* Task statement *
Below are some records. Write out exactly their lines from the one with "Place a marker on every instance of the woman's hand, each" through the one with "Place a marker on every instance of the woman's hair, each", and leave the pictures behind.
##### Data for analysis #####
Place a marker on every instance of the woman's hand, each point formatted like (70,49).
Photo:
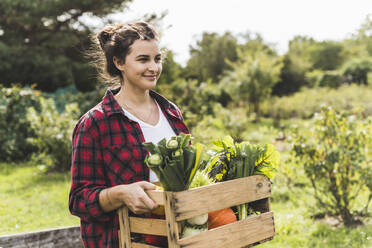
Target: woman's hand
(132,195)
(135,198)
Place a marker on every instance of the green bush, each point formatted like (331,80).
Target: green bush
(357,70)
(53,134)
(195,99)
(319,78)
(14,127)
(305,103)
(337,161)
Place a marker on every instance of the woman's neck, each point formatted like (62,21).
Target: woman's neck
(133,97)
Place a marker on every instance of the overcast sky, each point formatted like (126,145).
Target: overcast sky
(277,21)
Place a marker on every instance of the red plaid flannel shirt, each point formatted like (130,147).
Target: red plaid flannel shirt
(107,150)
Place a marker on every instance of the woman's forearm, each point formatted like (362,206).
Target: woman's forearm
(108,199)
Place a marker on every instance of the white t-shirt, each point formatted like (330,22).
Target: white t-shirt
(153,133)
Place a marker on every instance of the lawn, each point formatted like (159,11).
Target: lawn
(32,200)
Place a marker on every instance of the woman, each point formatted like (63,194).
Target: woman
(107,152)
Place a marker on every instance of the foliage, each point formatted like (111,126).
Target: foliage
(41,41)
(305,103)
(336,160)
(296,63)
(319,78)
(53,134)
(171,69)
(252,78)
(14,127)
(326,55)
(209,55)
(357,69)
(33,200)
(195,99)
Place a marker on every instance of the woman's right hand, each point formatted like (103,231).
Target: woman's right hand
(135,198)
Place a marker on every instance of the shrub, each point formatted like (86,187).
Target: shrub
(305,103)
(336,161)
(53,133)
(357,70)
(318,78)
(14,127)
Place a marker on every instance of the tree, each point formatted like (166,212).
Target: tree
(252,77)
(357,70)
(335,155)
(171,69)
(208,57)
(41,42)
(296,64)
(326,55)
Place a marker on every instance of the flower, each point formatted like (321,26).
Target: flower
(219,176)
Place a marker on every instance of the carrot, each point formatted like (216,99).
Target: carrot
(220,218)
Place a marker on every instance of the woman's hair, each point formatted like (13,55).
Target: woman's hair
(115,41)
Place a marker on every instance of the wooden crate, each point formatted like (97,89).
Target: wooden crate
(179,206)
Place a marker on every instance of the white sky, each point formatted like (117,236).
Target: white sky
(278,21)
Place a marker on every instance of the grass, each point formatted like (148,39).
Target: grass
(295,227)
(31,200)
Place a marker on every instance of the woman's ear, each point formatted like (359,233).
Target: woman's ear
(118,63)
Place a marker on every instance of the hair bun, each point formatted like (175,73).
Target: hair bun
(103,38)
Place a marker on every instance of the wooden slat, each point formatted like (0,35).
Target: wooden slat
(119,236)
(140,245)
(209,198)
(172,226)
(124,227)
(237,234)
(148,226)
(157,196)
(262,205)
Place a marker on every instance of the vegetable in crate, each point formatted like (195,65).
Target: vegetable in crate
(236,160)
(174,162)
#####
##### Data for analysis #####
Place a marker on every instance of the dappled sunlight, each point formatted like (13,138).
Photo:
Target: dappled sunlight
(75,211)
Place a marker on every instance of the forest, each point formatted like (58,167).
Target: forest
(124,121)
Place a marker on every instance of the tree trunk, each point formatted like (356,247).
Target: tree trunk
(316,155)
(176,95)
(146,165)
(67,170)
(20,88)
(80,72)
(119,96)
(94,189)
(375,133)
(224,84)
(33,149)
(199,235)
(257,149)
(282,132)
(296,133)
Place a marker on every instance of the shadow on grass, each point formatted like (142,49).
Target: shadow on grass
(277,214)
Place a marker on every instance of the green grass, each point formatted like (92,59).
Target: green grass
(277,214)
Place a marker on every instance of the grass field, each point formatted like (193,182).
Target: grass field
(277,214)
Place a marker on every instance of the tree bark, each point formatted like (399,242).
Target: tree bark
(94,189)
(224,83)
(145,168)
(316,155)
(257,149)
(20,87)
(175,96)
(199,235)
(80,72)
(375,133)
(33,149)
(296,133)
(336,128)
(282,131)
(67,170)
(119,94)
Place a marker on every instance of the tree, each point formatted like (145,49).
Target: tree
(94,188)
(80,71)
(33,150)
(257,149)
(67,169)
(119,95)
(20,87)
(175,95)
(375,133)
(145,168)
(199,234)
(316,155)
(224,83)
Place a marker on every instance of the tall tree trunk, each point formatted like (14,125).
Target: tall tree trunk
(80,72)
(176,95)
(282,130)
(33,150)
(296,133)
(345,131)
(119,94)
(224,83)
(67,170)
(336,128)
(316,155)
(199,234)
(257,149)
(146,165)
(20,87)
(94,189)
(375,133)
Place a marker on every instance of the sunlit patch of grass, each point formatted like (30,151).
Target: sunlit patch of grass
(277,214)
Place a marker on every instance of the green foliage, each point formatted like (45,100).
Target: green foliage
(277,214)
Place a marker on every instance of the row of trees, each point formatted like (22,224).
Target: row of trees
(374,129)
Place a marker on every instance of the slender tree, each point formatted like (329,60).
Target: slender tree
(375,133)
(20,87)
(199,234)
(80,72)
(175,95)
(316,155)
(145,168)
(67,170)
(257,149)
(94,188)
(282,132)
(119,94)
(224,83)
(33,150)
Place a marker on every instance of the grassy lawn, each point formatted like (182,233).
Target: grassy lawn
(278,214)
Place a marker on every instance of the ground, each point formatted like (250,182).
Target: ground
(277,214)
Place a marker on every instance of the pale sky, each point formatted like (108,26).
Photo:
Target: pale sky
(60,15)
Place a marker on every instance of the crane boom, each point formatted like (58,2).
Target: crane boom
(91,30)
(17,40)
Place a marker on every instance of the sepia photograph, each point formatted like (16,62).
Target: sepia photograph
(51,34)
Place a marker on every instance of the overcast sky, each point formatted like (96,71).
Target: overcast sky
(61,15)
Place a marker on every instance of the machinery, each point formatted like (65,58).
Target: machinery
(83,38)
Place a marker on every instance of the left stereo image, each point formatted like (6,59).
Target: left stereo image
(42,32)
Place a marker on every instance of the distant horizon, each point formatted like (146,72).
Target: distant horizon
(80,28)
#####
##### Data for analysis #####
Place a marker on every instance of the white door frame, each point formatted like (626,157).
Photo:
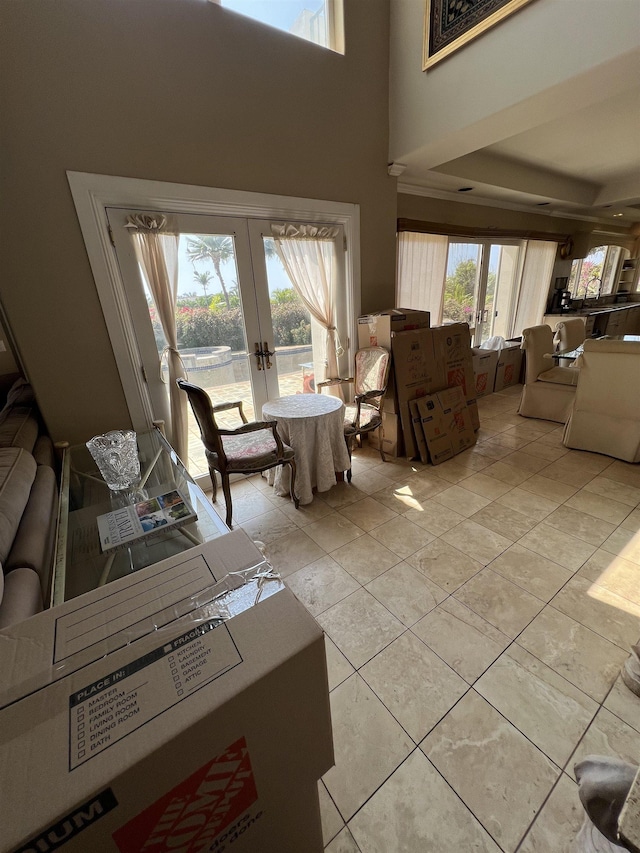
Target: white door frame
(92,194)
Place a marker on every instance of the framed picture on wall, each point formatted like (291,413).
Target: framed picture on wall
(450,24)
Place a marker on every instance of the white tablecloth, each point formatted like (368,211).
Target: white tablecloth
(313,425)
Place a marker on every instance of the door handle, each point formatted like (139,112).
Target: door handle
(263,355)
#####
* Written solution *
Place a marker on every instance of the woman's hand, each point formatted like (70,49).
Photo:
Target: woman's hand
(132,195)
(135,198)
Place a marker on every instance of the green bush, each point formatted like (331,80).
Target: green bush
(357,70)
(53,134)
(195,99)
(319,78)
(14,127)
(305,103)
(337,161)
Place a marker on every instance of the woman's neck, each point formatted like (62,21).
Target: woman's neck
(133,97)
Place a marker on every instance of the overcast sky, each point formatted like (126,145).
Target: overcast sky
(277,21)
Place a marker on every instance of the red plaid flannel shirt, each point formatted like (130,147).
Target: red plaid flannel shirt
(107,150)
Place a marker on every instance of the woman's forearm, each point formatted like (362,206).
Target: woman's forearm
(108,199)
Place a marker on every instance of the white t-shirt, each point formatted like (330,22).
Target: white t-shirt
(153,133)
Place a marker on every instance of the lawn, each point formatted like (159,11).
Target: lawn
(32,200)
Place a marker on every instance of the woman, each point formatted like (63,194).
Target: woman
(107,152)
Place a marker on every instance of the foliage, each point formatted like (111,126).
Target: foliage
(41,41)
(305,103)
(336,160)
(296,63)
(319,78)
(53,134)
(171,69)
(252,78)
(14,127)
(326,55)
(209,55)
(357,69)
(33,200)
(195,99)
Place a marker on every instance of the woman's right hand, each point formatted like (103,231).
Target: woman's right hand
(135,198)
Place a marker on every instance of the shrub, each point formatted like (86,187).
Target: shrub
(305,103)
(336,161)
(53,133)
(357,70)
(318,78)
(14,127)
Place a marker on every instance of the tree, each point formatted like (166,212).
Target: tree
(252,77)
(357,70)
(335,155)
(171,69)
(208,57)
(41,42)
(296,64)
(326,55)
Place a marker on every instance of the flower, each point formatted like (321,26).
Target: flower
(219,176)
Place a marker on every instance of the carrot, each point formatted like (216,99).
Target: carrot
(220,218)
Place a marker on every instance of the woman's hair, each point formatted like (13,55).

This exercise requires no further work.